* _WORK TO COMPLETE_: When you reach the line that contains "TARGET: sandy beach" in the data below, copy it and every line after it exactly, adding nothing.

INPUT MATERIAL below:

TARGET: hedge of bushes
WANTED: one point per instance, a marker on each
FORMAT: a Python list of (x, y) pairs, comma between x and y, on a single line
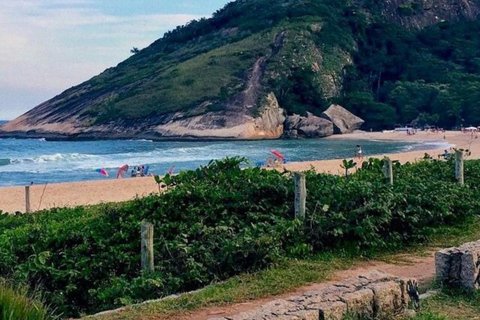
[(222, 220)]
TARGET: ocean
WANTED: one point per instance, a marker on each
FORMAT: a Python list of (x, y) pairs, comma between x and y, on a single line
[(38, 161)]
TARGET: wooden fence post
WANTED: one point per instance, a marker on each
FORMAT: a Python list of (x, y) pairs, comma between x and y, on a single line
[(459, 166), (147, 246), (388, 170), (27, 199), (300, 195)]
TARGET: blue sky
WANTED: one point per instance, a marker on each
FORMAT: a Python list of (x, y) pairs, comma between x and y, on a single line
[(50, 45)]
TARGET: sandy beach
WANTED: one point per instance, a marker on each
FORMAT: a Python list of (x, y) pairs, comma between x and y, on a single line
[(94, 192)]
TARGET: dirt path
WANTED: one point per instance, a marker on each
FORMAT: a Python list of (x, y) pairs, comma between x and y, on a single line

End of INPUT MATERIAL.

* _ANSWER BELOW_:
TARGET: sandy beach
WANTED: one point per instance, a marker on each
FORMAT: a Python list of (x, y) pairs, comma between x and y, on a single line
[(94, 192)]
TARGET: dirt path
WANTED: one point per instance, a marker on each
FORMAT: a Python list of (x, y) pairs, comma between x and y, on a single line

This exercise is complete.